** Activity 1 **
List every figure in the article on Neanderthal genes and morning people that is given as a number of "years ago," along with the event the article ties to each.
** Activity 2 **
Write a continuation of the article on Neanderthal genes and morning people, starting after its final sentence.

** Source extract **
-----

Neanderthal Genes Could Explain Why Some of Us Are Morning People

Neanderthal Genes Could Explain Why Some of Us Are Morning People

If you’re irritated by the morning people in your life, you might have Neanderthals to blame for their existence, at least a little bit. New research suggests that our hominin relatives possessed genetic variations that predisposed them to waking up early and that they passed on these genes to our Homo sapiens ancestors through interbreeding. The study also found evidence that some people today still carry that genetic legacy with them.

Neanderthals (Homo neanderthalensis) are thought to be our closest extinct human relatives. Their lineage split away from the family tree branch that eventually gave rise to modern-day humans somewhere between 300,000 and 700,000 years ago (modern humans themselves emerged about 300,000 years ago). But they and other human species lived at the same time as our direct ancestors, with Neanderthals only dying out about 40,000 years ago. For most of their existence, Neanderthals lived in parts of what we now call Europe and Asia.

More recent research has shown that Neanderthals did more than just co-exist with Homo sapiens—they also boinked. This intermixing may have begun when modern humans left Africa some 70,000 years ago and spread across Europe and Asia, coming across Neanderthals in the area. Most populations of humans today are thought to have between 1% to 4% of their genome come from Neanderthals. And the authors of a new paper, published Thursday in the journal Genome Biology and Evolution, say that some of these persisting genes might help turn us into morning people.

Our propensity for being an early bird or night owl is largely affected by our circadian rhythm, or internal body clock. Though everyone’s body clock is roughly 24 hours, some research has suggested that having a shorter circadian period can make us better at falling asleep and waking up earlier. Other factors like an area’s latitude also affect our early bird/night owl type, and the team behind the new work cites research in animals indicating that having a shorter body clock can especially increase morningness in higher latitudes.

-----

Saved entries:

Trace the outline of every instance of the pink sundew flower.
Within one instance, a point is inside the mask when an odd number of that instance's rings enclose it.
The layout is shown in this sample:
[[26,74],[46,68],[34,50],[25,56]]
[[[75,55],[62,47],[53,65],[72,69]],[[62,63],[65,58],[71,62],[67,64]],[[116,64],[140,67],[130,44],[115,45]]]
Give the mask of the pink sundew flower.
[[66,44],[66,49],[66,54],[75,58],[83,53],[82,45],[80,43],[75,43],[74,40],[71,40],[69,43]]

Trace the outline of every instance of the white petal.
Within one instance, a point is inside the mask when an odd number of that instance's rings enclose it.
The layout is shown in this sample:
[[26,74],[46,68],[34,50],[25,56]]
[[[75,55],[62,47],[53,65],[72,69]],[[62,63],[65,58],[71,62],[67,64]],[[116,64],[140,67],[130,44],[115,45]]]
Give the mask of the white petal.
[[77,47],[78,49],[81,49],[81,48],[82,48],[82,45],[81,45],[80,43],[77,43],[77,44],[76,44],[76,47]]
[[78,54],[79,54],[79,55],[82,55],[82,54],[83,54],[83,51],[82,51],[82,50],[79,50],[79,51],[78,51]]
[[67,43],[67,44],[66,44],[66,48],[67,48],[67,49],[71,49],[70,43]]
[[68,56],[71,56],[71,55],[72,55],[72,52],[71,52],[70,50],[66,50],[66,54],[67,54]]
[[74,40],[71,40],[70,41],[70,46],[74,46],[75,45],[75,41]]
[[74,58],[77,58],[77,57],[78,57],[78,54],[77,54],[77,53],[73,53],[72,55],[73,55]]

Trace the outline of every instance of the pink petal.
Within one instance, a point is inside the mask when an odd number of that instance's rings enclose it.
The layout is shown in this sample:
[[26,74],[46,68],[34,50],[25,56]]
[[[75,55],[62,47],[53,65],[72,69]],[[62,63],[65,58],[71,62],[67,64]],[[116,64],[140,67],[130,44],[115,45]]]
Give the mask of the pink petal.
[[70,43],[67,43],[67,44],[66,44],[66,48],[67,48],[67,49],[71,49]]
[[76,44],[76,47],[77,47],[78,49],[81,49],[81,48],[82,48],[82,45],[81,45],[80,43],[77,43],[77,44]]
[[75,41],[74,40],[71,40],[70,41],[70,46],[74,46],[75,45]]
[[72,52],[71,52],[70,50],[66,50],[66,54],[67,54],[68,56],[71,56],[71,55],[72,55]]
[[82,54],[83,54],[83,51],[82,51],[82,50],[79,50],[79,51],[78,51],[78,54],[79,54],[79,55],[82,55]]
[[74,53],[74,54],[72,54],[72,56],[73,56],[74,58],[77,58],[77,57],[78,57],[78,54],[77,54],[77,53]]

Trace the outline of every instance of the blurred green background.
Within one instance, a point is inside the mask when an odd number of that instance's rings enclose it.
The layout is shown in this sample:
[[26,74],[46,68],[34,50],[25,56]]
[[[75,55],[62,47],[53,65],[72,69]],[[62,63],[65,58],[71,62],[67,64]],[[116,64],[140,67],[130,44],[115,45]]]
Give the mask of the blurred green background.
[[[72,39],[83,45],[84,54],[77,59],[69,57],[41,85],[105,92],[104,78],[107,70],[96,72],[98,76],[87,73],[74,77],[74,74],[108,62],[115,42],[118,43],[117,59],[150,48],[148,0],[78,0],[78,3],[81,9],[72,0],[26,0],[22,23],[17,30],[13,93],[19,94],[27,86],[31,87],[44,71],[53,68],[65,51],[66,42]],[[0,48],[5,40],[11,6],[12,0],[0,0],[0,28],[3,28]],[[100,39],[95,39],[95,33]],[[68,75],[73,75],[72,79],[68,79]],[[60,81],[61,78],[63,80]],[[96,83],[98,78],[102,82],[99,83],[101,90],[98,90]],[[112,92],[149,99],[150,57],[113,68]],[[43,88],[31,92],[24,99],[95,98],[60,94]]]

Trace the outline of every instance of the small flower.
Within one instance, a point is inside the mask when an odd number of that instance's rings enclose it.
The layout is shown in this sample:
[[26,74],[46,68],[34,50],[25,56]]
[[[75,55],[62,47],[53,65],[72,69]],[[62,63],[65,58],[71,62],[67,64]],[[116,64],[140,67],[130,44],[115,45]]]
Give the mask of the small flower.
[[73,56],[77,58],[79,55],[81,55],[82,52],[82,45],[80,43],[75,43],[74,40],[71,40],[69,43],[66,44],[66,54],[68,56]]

-----

** Exercise output 1 **
- Between 300,000 and 700,000 years ago: the Neanderthal lineage split from the branch that led to modern-day humans.
- About 300,000 years ago: modern humans emerged.
- About 40,000 years ago: Neanderthals died out.
- Some 70,000 years ago: modern humans left Africa and spread across Europe and Asia.

** Exercise output 2 **
The group speculates that, since Neanderthals tended to live in higher latitude places, they would possess genetic variants tuned to make them early risers as a result. And when modern humans settled into these areas and mingled with Neanderthals, it’s these genes that would have had a better chance of sticking around and being passed down to today’s humans, since they continued to provide a possible evolutionary advantage.

To test their hypothesis, they first identified hundreds of potential genetic variations that could potentially affect circadian rhythm in both our direct human ancestors and Neanderthals. Then they used artificial intelligence to track down genetic variants that would likely result in clearly different body clocks for the two species. This finding also meant that it was possible for Neanderthals to transfer some of their circadian-related variants over to modern humans.

Next, the team scoured through data from the UK Biobank, a long-running research project that has collected genomes from hundreds of thousands of people, looking for variants thought to have originated from Neanderthals. Many of these variants were not only tied to people’s circadian rhythms but specifically associated with being an early bird.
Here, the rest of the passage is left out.